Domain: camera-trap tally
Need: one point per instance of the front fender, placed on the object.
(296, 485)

==

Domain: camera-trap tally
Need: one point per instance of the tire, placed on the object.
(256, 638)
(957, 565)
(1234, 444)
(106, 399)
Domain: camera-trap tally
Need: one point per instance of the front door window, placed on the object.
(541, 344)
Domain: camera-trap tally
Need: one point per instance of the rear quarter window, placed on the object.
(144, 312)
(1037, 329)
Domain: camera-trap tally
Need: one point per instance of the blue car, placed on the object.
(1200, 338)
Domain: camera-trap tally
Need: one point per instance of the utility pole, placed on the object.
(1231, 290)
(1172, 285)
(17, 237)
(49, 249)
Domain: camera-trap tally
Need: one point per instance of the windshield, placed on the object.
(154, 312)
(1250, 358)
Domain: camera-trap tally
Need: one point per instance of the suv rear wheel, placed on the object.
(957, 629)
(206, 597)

| Written problem |
Which lines in the data above contain the word "front"? Pick out each of them and copy it in full.

| Reply to the task |
Need: one point per instance of the front fender, placed on the object.
Need: one point per instance of the front door window, placed on the object.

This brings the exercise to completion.